Records to use
# # # # # # #
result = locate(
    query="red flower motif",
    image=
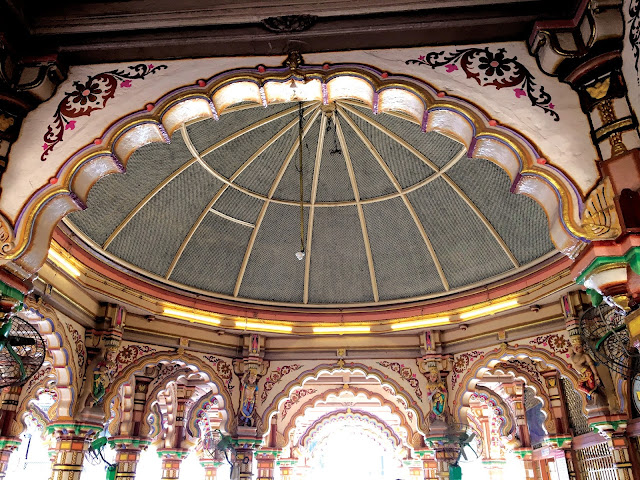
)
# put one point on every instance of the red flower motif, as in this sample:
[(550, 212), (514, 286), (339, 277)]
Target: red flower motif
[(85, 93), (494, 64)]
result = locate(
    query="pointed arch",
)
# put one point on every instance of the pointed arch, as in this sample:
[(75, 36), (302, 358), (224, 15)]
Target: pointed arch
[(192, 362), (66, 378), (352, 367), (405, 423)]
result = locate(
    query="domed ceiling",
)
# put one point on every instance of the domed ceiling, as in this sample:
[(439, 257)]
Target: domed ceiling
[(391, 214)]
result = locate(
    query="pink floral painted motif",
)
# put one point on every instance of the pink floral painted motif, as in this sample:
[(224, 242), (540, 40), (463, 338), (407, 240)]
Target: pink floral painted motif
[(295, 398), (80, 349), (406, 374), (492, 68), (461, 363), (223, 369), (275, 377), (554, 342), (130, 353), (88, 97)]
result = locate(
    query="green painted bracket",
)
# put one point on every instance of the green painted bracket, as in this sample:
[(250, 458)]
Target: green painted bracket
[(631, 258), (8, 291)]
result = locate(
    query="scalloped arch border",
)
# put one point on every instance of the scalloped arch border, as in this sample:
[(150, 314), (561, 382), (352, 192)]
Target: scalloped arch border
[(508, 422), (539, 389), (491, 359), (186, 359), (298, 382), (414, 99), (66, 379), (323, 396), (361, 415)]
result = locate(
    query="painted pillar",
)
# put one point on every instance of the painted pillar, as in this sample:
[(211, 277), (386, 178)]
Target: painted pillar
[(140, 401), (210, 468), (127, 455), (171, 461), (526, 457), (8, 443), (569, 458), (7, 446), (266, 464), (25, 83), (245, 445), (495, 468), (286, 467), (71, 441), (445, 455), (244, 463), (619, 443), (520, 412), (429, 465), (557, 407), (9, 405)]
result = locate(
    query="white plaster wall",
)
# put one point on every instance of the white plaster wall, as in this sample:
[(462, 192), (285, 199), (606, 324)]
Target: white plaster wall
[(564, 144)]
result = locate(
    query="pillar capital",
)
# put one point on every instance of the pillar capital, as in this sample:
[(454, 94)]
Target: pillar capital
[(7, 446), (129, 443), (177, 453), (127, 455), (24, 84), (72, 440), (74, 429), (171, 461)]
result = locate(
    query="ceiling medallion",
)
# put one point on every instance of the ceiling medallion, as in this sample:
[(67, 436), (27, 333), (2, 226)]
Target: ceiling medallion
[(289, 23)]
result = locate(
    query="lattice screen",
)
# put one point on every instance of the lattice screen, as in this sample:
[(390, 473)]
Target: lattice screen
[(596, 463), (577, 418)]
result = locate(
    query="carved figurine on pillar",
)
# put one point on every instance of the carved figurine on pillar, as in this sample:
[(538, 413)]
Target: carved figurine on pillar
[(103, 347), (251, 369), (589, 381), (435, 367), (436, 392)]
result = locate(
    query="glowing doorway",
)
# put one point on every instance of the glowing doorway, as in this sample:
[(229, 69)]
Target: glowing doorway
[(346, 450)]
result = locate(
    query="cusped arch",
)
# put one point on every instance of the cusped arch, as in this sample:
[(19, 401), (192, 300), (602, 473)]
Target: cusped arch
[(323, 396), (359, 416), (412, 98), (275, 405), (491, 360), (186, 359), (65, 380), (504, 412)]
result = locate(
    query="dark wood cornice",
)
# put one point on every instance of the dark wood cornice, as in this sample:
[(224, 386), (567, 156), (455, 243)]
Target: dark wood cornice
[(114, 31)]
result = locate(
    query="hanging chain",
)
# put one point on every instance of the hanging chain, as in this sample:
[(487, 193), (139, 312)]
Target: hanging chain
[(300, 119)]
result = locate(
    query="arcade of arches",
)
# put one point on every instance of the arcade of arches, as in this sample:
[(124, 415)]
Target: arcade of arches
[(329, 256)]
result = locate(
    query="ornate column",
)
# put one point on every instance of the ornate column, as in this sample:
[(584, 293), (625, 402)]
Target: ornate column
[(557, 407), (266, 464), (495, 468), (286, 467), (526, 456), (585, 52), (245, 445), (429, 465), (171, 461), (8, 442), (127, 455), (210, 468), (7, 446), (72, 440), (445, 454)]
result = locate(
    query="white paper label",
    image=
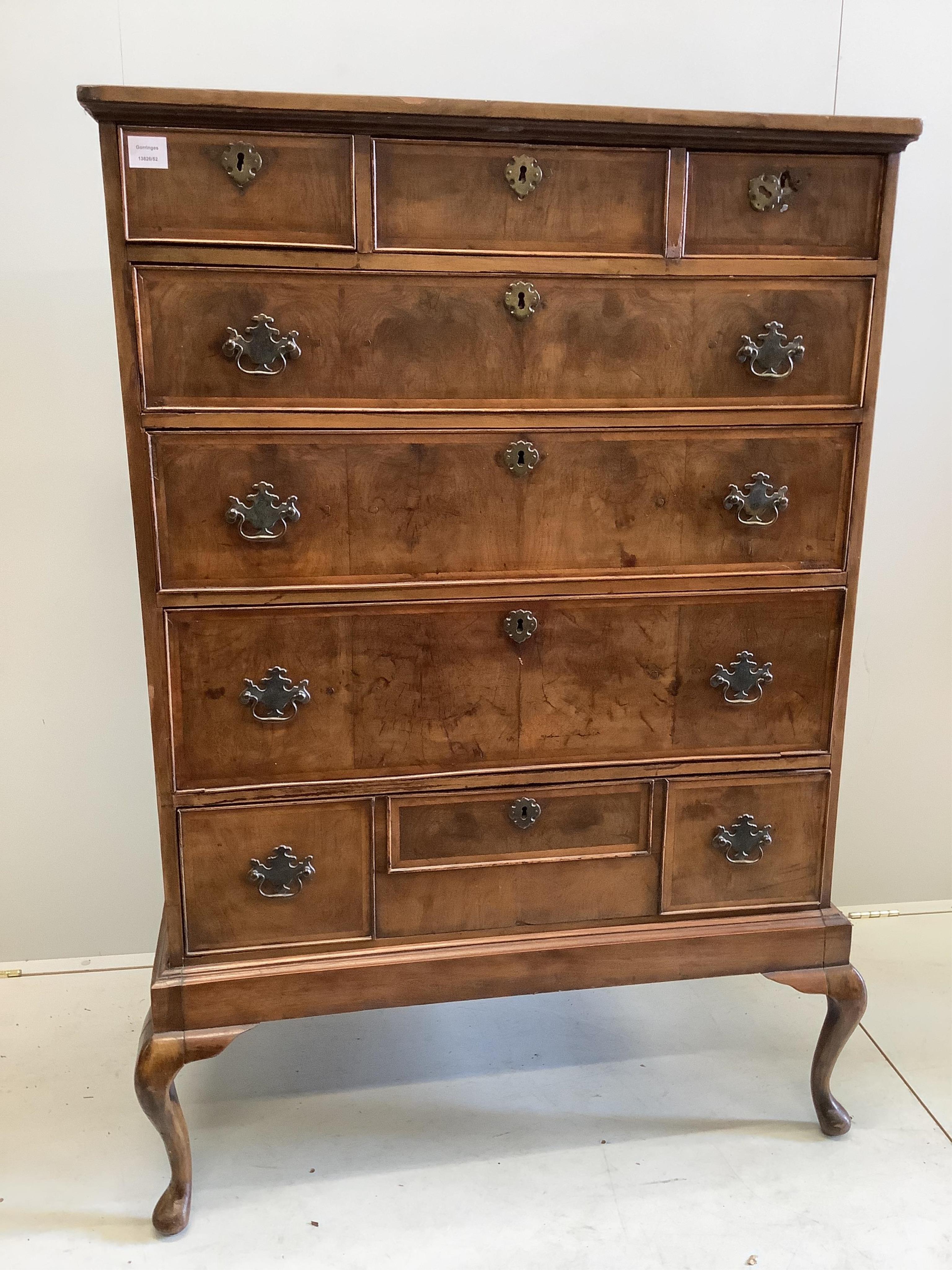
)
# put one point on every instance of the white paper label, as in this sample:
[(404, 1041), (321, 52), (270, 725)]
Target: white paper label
# # # # # # #
What to do
Write out again the part of the records that runs from the start through the line containing "[(85, 93), (494, 64)]", including the requests, and add -25 to every point coordinate in the answers. Leave the pictures out of your answer.

Response to this task
result = locate(
    query="red flower motif",
    image=
)
# put one point on every instance of the red flower motif, as in this sample:
[(550, 212), (514, 286), (339, 277)]
Target: red flower motif
[(60, 68), (469, 39)]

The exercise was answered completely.